Change "green shrub" to "green bush" in the lines beginning with the line containing "Review flag — the cemetery" and continuing through the line containing "[0,64,28,74]", and give those lines again with all else unchanged. Omit the pictures from your answer.

(Stored entries)
○ ○ ○

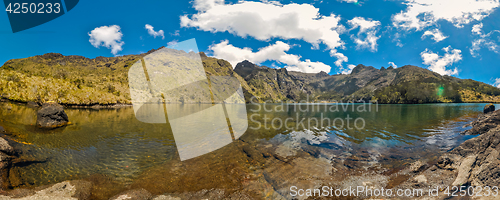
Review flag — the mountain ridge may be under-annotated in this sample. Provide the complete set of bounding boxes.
[0,50,500,105]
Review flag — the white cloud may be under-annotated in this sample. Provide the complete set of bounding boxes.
[181,0,344,50]
[420,46,462,75]
[493,78,500,88]
[144,24,165,39]
[330,50,349,67]
[348,17,380,51]
[89,25,125,56]
[469,23,500,57]
[392,0,500,30]
[167,40,178,47]
[422,28,448,42]
[209,40,331,73]
[339,0,358,3]
[472,23,483,35]
[340,65,356,74]
[388,62,398,68]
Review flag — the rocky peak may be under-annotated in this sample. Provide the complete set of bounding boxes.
[316,71,330,78]
[351,64,376,75]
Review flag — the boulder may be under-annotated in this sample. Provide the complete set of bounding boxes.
[483,103,495,114]
[0,137,14,155]
[26,101,40,108]
[0,180,92,200]
[36,103,69,128]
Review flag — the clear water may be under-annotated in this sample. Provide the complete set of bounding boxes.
[0,102,498,192]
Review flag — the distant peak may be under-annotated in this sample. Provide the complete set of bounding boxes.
[351,64,376,74]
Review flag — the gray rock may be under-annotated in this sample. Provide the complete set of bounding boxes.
[153,195,181,200]
[0,137,14,155]
[410,160,427,173]
[36,103,69,128]
[483,103,495,114]
[0,180,92,200]
[110,188,153,200]
[451,155,477,186]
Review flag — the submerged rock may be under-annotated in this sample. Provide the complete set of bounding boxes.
[483,103,495,114]
[0,180,92,200]
[463,110,500,135]
[398,110,500,195]
[36,103,69,128]
[110,188,153,200]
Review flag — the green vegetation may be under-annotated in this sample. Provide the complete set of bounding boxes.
[0,50,500,105]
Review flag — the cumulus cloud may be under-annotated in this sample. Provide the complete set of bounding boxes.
[472,23,483,35]
[469,23,500,57]
[181,0,344,49]
[348,17,380,51]
[420,46,462,75]
[330,50,349,67]
[340,65,356,74]
[422,28,448,42]
[209,40,331,73]
[388,62,398,68]
[144,24,165,39]
[392,0,500,30]
[89,25,125,56]
[493,78,500,88]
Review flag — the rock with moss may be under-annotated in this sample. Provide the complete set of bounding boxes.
[36,103,69,129]
[483,103,495,114]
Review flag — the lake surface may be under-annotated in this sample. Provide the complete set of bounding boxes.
[0,102,498,198]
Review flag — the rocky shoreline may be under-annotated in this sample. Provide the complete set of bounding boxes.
[0,104,500,200]
[393,110,500,199]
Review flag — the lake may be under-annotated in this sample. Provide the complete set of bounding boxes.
[0,102,498,198]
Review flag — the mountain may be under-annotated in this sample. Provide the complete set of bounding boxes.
[234,61,500,104]
[0,49,500,105]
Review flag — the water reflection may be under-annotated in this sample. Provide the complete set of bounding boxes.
[0,103,494,189]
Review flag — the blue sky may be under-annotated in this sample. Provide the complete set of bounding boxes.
[0,0,500,86]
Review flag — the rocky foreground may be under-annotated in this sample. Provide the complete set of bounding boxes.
[0,105,500,200]
[395,110,500,199]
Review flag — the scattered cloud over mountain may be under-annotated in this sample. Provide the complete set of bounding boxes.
[181,0,345,65]
[340,65,356,74]
[420,46,462,75]
[330,50,349,67]
[209,40,331,73]
[387,62,398,68]
[348,17,380,51]
[392,0,500,30]
[422,28,448,42]
[144,24,165,39]
[89,25,125,56]
[493,78,500,88]
[469,23,500,57]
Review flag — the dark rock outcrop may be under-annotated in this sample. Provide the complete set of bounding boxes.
[398,110,500,199]
[463,108,500,135]
[0,180,92,200]
[27,101,40,108]
[36,103,69,128]
[483,103,495,114]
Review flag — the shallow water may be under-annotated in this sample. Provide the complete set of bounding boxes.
[0,103,498,195]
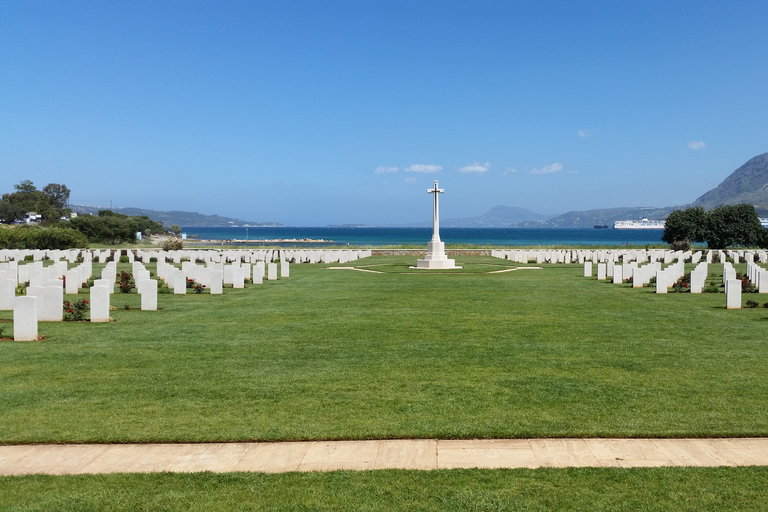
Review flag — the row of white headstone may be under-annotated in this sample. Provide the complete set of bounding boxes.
[157,260,290,295]
[584,252,768,309]
[0,249,372,263]
[491,249,768,264]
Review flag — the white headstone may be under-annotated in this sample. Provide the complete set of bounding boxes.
[65,269,80,295]
[0,279,16,311]
[90,285,109,322]
[613,265,623,284]
[232,267,245,288]
[39,282,64,322]
[13,296,37,341]
[725,279,741,309]
[141,279,157,311]
[208,270,224,295]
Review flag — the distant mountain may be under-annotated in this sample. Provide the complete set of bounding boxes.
[536,206,681,228]
[693,153,768,208]
[69,205,282,228]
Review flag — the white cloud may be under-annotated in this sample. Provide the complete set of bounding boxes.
[459,162,491,174]
[528,163,563,174]
[405,164,443,173]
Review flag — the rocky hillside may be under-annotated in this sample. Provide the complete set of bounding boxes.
[693,153,768,208]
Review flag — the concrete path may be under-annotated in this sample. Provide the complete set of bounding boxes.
[0,438,768,475]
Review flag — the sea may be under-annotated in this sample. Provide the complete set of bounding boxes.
[177,226,664,247]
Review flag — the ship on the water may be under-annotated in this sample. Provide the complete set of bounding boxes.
[613,219,665,229]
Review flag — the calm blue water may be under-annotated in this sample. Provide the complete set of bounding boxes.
[183,227,664,247]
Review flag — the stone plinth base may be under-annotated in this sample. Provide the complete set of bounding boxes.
[413,242,461,269]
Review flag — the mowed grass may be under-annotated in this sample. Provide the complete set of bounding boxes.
[0,468,768,511]
[0,256,768,443]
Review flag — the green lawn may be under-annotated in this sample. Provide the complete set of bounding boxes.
[0,257,768,443]
[0,257,768,510]
[0,468,768,512]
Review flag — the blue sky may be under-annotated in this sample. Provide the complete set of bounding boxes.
[0,0,768,226]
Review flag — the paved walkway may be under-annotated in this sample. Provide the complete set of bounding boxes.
[0,438,768,475]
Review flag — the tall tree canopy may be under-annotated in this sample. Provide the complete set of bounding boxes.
[0,180,70,224]
[661,204,768,249]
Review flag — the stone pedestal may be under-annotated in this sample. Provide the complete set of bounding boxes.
[416,240,461,269]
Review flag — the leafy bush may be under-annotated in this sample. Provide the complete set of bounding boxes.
[736,273,757,293]
[672,272,691,293]
[120,270,136,293]
[64,299,90,322]
[59,210,163,244]
[163,236,184,251]
[669,240,691,252]
[0,226,88,250]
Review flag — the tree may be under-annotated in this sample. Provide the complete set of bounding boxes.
[661,206,707,248]
[706,204,765,249]
[43,183,70,210]
[13,180,37,193]
[0,199,27,224]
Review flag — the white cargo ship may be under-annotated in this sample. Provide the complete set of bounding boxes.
[613,219,664,229]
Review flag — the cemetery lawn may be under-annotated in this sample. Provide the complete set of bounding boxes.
[0,467,768,512]
[0,256,768,444]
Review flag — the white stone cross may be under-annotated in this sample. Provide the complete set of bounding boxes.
[412,180,461,269]
[427,180,445,242]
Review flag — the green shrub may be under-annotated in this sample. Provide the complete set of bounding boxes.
[0,226,88,250]
[119,271,136,293]
[64,299,90,322]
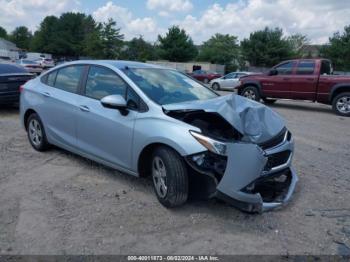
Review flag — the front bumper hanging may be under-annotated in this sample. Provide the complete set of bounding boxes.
[216,131,298,213]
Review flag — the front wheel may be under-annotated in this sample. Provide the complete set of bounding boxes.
[151,146,188,208]
[241,86,260,101]
[332,92,350,117]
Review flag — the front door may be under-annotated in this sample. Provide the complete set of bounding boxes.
[261,61,296,98]
[290,60,318,100]
[77,66,138,168]
[38,65,84,148]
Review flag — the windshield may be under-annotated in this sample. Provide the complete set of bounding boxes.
[123,68,218,105]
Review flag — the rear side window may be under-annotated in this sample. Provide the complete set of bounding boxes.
[296,61,315,75]
[275,61,295,75]
[320,60,332,75]
[41,70,57,86]
[85,66,128,99]
[55,65,84,93]
[0,64,28,74]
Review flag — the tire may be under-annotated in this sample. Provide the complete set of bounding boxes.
[151,146,188,208]
[241,86,261,102]
[211,83,220,91]
[26,113,50,152]
[263,98,277,105]
[332,92,350,117]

○ ○ ○

* _Written reply_
Review flag — the cemetery lawn may be under-annotated in this sample. Provide the complete set of bounding boxes.
[0,467,768,512]
[0,256,768,444]
Review flag — the white stone cross may be under-annotated in this sample. Provide the complete set of bounding boxes.
[412,180,461,269]
[427,180,445,242]
Review flag — the green bush may be under-annotated in this sample. Provide the complete set of bounding boxes.
[0,226,88,250]
[119,271,136,293]
[64,299,90,322]
Review flag — the front bumper hanging may be under-annotated in this sample. Provide the complete set of bounding boxes.
[216,131,298,213]
Review flag — the front wheel may be under-annotated in this sample. Provide the complete set of bounding boxes.
[151,146,188,208]
[241,86,260,101]
[332,92,350,117]
Review flag — the front door may be under-annotated in this sample. Provide the complete set of bounding boxes.
[261,61,296,98]
[290,60,318,100]
[77,66,138,168]
[38,65,84,148]
Review flag — the windshield may be under-annotated in this sample. Provide the complete set of bounding boxes.
[123,68,218,105]
Review flag — the rear side window may be under-annotated in this sample. Provide the complete set of bounding boxes.
[296,61,315,75]
[275,61,295,75]
[320,60,332,75]
[41,70,57,86]
[85,66,128,99]
[55,65,84,93]
[0,64,28,74]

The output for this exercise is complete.